Text to read.
[llvm] [TTI][AMDGPU] Allow targets to adjust `LastCallToStaticBonus` via `getInliningLastCallToStaticBonus` (PR #111311)

Shilei Tian via llvm-commits llvm-commits at lists.llvm.org
Thu Oct 10 12:55:25 PDT 2024


https://github.com/shiltian updated https://github.com/llvm/llvm-project/pull/111311

>From dfde4194ef2e5d9ff364901307042ac2948a56ec Mon Sep 17 00:00:00 2001
From: Shilei Tian <shilei.tian at amd.com>
Date: Sun, 6 Oct 2024 16:16:47 -0400
Subject: [PATCH] [AMDGPU] Increase inline threshold when the callee only has
 one live use

Currently we will not inline a large function even if it only has one live use.
This could significantly impact the performance because CSR spill is very
expensive. The goal of this PR is trying to force the inlining if there is only
one live use by adjusting the inlining threshold, which is a configurable
number. The default value is 15000, which borrows from
`InlineConstants::LastCallToStaticBonus`. I'm not sure if this is a good number,
and if this is the right way to do that. After making this change, the callee in
my local test case can finally be inlined, but the cost is still very close to
the threshold: `cost=14010, threshold=170775`.

Speaking of the test, how are we gonna test this? Do we want to include a giant
IR file?

Fixes SWDEV-471398.

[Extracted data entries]
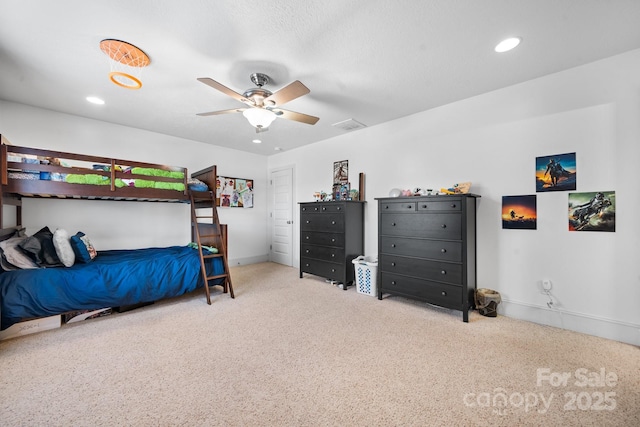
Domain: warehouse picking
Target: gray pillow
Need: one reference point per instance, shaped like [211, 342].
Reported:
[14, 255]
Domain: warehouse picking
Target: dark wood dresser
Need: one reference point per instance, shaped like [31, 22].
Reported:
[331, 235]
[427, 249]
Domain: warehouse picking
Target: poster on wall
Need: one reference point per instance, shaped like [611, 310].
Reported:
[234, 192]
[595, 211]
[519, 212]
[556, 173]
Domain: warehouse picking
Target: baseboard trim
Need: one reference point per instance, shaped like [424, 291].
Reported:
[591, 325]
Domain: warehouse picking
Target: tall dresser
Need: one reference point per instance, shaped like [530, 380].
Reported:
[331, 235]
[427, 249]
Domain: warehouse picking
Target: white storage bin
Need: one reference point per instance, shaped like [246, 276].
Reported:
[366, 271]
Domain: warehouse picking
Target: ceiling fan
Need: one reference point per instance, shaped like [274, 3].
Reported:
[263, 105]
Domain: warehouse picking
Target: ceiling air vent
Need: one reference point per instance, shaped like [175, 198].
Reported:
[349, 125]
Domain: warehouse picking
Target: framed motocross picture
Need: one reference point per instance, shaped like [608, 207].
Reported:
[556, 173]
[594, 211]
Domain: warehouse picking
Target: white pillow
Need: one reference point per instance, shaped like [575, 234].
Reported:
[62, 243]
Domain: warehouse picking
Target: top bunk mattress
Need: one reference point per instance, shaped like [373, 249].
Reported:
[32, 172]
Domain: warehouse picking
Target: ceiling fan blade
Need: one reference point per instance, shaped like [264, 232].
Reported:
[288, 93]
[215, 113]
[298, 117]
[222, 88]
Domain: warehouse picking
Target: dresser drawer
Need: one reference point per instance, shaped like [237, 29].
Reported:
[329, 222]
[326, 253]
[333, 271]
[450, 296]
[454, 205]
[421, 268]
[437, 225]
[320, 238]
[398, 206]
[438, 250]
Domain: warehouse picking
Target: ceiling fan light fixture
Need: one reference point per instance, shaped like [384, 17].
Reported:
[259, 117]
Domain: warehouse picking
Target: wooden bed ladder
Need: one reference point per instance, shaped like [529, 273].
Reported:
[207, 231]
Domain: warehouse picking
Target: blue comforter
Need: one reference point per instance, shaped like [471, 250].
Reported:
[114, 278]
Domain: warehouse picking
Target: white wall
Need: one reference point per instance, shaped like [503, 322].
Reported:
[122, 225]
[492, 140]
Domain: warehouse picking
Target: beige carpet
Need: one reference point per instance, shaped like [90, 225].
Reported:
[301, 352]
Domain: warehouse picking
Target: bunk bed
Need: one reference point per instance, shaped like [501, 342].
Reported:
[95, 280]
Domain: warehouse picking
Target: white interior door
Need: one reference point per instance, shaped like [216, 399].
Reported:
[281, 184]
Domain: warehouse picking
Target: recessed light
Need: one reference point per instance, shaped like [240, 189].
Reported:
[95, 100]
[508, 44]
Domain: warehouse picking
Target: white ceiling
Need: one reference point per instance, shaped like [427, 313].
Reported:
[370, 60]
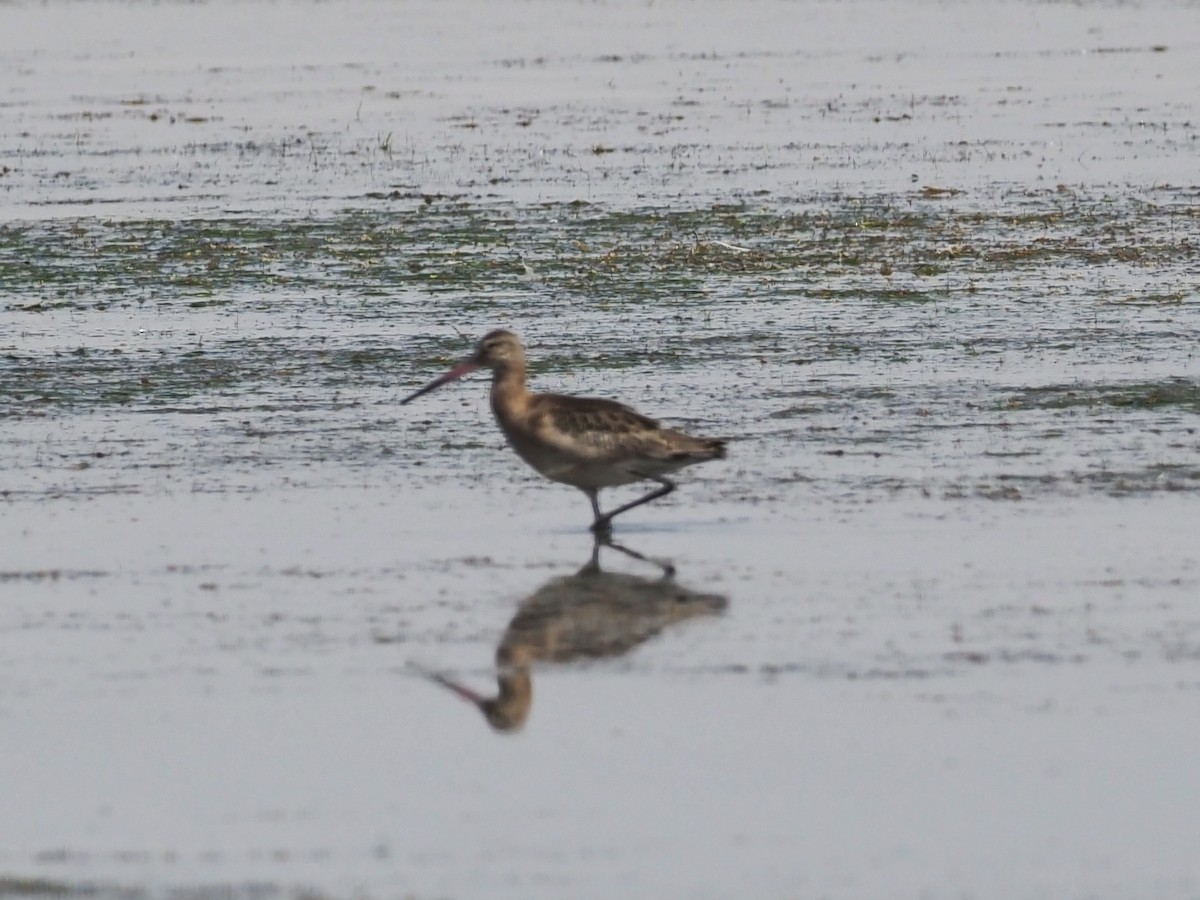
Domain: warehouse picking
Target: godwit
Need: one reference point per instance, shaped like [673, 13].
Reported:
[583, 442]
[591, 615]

Tasks.
(a) According to the LLVM inlining patch description, what is the default value of the configurable inlining threshold, and where is it borrowed from?
(b) Continue the LLVM inlining patch message from its last line.

Answers to the tasks.
(a) The default is 15000, borrowed from `InlineConstants::LastCallToStaticBonus`.

(b)
---
 llvm/include/llvm/Analysis/InlineAdvisor.h    |  3 ++-
 llvm/include/llvm/Analysis/InlineCost.h       |  1 -
 .../llvm/Analysis/TargetTransformInfo.h       |  7 ++++++
 .../llvm/Analysis/TargetTransformInfoImpl.h   |  5 +++++
 llvm/lib/Analysis/InlineAdvisor.cpp           | 15 +++++++------
 llvm/lib/Analysis/InlineCost.cpp              |  2 +-
 llvm/lib/Analysis/TargetTransformInfo.cpp     |  4 ++++
 .../AMDGPU/AMDGPUTargetTransformInfo.cpp      |  5 +++++
 .../Target/AMDGPU/AMDGPUTargetTransformInfo.h |  1 +
 .../AMDGPU/amdgpu-inline-only-one-live-use.ll | 22 +++++++++++++++++++
 10 files changed, 55 insertions(+), 10 deletions(-)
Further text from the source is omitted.